*BRANO FORNITO*.

'''

Agli italofoni
meridionali (dall'Abruzzo in giù), una espressione come quella nel titolo -- Stefania, stai attenta, papà! -- detta dal papà alla figlia
Stefania -- risulterà certamente nota se non familiare e con diversa vitalità.
Ma agli italofoni dell'Italia centrale e settentrionale può apparire strano
che il padre invochi sé stesso per rivolgersi alla figlia. Eppure la frase più
neutra, con il solo vocativo diretto Stefania,
stai attenta!, è semanticamente più povera e "fredda" di quella
col doppio vocativo, diretto e "inverso", o anche col solo
vocativo" inverso": Stai
attenta, papà!. Il valore è infatti a un tempo di superiorità ("one
up") generazionale e di protezione. Parafrasabile come "stai attenta,
ascolta papà!", ovvero "te lo dice il tuo papà!".

'''

*MATERIALE*.
'''

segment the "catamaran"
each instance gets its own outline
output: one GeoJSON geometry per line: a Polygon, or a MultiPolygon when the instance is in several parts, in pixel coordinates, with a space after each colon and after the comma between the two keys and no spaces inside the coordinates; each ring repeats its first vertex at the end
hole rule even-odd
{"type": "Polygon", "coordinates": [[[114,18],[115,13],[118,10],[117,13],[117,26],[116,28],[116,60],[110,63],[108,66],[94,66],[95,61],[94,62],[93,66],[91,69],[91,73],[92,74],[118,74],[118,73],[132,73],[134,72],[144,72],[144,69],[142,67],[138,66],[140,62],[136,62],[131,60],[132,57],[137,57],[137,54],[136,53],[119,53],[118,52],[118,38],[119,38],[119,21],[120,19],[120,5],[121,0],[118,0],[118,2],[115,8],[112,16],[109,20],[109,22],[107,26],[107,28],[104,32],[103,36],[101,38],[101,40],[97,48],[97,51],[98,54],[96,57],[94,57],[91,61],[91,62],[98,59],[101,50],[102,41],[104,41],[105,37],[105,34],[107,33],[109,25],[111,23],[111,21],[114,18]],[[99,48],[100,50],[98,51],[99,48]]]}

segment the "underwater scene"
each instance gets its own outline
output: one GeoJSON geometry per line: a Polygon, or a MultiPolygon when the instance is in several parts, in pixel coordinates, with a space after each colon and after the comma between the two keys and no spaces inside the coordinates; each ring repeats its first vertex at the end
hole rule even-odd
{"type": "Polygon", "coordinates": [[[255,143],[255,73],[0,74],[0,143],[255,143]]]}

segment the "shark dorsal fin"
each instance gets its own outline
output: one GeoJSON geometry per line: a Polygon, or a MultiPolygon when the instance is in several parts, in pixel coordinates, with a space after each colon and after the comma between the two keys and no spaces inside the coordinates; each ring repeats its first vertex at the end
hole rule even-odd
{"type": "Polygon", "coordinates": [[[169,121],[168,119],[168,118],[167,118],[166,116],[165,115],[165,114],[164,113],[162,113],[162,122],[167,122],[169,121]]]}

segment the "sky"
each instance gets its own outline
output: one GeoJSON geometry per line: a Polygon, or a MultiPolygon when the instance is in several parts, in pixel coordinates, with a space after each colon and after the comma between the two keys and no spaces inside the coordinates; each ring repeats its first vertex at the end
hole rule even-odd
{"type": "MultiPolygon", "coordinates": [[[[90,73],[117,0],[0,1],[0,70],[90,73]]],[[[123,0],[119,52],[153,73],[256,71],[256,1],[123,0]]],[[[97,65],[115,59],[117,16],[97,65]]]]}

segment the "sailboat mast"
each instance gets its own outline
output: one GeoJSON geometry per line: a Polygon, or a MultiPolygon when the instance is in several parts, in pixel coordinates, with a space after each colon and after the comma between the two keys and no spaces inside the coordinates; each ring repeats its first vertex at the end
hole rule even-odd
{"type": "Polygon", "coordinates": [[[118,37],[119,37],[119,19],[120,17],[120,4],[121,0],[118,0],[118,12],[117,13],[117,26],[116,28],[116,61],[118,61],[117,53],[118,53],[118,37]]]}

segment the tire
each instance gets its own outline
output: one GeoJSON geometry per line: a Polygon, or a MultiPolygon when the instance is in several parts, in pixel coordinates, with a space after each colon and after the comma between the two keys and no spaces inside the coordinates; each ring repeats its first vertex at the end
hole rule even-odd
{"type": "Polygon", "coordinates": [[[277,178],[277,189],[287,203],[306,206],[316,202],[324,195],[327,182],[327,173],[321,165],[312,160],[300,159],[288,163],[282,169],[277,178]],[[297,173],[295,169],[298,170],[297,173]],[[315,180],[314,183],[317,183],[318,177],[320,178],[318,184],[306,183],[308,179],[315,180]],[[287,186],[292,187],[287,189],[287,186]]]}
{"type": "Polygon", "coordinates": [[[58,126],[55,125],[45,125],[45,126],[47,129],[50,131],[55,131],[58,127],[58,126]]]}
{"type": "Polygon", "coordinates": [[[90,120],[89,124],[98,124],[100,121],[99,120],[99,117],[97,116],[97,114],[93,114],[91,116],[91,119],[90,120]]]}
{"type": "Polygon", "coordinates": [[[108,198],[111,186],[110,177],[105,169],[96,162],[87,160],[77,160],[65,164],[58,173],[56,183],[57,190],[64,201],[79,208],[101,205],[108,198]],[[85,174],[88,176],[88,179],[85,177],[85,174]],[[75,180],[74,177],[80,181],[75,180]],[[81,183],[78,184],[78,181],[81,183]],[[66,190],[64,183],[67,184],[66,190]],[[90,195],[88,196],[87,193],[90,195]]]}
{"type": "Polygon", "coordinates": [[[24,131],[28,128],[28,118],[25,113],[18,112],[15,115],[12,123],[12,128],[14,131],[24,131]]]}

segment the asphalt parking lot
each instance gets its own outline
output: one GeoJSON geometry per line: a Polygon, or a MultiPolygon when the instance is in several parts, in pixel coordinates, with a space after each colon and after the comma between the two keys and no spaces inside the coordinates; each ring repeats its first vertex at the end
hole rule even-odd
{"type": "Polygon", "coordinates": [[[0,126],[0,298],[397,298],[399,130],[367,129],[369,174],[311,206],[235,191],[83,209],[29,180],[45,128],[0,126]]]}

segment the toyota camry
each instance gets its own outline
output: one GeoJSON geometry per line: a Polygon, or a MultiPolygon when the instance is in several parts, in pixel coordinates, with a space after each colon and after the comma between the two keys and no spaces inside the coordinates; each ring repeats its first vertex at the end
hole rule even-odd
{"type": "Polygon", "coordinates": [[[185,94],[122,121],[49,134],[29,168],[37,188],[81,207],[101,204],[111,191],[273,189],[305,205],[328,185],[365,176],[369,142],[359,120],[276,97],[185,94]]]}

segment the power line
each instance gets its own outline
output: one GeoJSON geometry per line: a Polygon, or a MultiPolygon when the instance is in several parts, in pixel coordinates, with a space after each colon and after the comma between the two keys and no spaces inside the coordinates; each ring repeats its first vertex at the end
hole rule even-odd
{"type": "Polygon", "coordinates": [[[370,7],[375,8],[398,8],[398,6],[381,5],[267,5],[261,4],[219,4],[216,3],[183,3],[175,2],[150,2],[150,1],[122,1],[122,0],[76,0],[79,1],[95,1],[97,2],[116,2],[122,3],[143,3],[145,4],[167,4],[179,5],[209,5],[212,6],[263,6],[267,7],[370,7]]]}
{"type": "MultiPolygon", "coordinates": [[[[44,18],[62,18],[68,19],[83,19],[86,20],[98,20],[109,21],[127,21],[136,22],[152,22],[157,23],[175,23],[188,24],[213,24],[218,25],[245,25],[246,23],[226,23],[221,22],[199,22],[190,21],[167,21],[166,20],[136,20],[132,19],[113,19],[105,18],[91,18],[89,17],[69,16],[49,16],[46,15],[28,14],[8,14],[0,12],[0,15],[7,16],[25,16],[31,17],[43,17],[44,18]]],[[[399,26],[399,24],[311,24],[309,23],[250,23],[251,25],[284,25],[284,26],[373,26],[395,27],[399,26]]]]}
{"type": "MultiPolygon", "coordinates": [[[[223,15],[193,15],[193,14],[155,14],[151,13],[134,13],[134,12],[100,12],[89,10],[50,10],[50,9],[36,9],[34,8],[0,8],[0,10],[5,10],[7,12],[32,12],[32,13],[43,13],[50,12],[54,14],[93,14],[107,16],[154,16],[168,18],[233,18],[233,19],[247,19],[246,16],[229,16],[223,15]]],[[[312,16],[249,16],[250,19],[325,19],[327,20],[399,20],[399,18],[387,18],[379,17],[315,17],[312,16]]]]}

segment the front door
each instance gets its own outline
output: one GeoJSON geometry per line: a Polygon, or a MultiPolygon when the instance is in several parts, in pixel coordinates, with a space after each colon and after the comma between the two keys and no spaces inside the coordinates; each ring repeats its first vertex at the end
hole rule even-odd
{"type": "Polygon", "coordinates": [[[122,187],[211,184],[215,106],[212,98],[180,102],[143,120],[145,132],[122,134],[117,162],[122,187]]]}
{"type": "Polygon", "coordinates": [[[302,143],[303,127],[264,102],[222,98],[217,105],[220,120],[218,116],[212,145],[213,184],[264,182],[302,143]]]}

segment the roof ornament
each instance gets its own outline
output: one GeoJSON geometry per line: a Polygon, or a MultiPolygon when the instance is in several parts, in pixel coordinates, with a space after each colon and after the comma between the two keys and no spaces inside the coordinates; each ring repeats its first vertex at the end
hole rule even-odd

'''

*DETTAGLI DEL COMPITO*.
Rispondi alle seguenti domande sul brano dedicato al vocativo inverso.
(a) A quali italofoni l'espressione del titolo risulterà certamente nota?
(b) Come viene definita la frase con il solo vocativo diretto "Stefania, stai attenta!" rispetto a quella col doppio vocativo?
(c) Quale valore viene attribuito all'uso di "papà" nella frase?

*RISPOSTA CORRETTA*.
(a) Agli italofoni meridionali, dall'Abruzzo in giù.
(b) Semanticamente più povera e "fredda".
(c) Un valore a un tempo di superiorità ("one up") generazionale e di protezione.